- **Work item**
With the pictures set aside, reproduce each entry precisely as it reads.

- **Records shown**
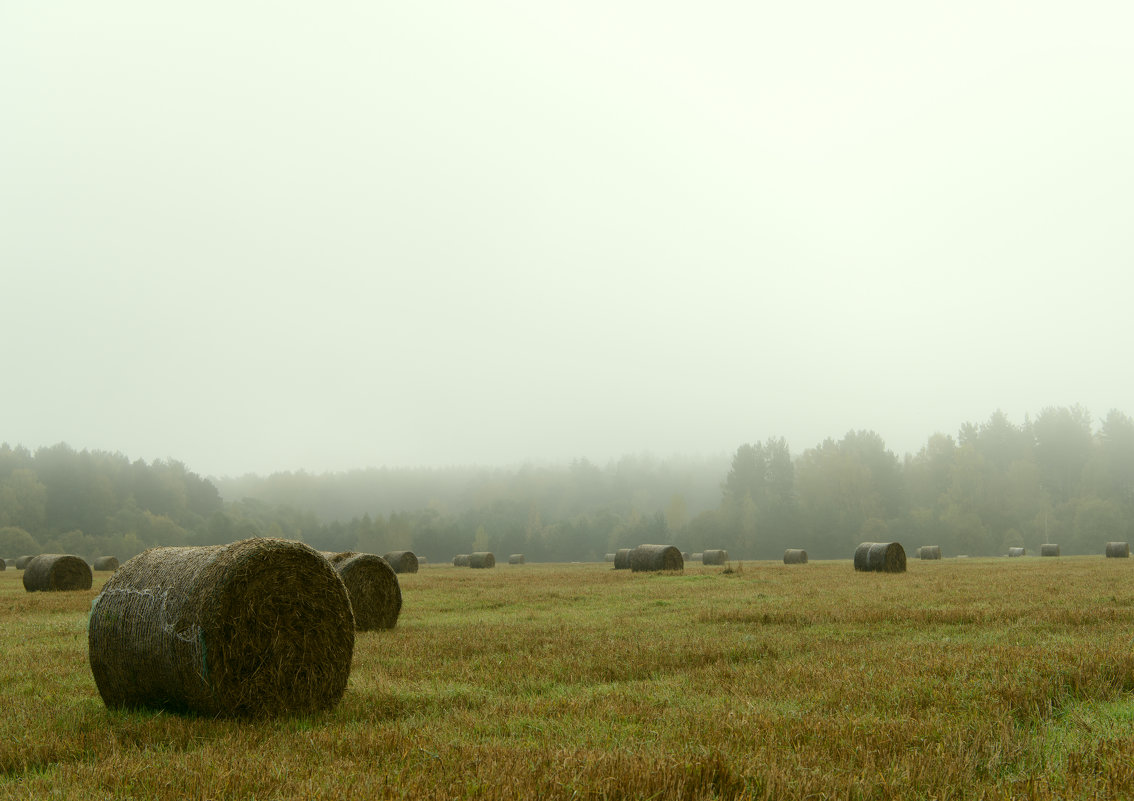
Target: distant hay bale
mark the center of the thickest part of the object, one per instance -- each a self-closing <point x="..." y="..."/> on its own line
<point x="254" y="629"/>
<point x="107" y="563"/>
<point x="880" y="557"/>
<point x="403" y="561"/>
<point x="714" y="557"/>
<point x="481" y="558"/>
<point x="656" y="557"/>
<point x="372" y="586"/>
<point x="57" y="572"/>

- **The completed task**
Target: distant hay bale
mark the center of the thickest part of the object, one per instance -- each a self-closing <point x="..." y="..."/> on its own line
<point x="254" y="629"/>
<point x="107" y="563"/>
<point x="880" y="557"/>
<point x="403" y="561"/>
<point x="714" y="557"/>
<point x="481" y="558"/>
<point x="656" y="557"/>
<point x="372" y="586"/>
<point x="57" y="572"/>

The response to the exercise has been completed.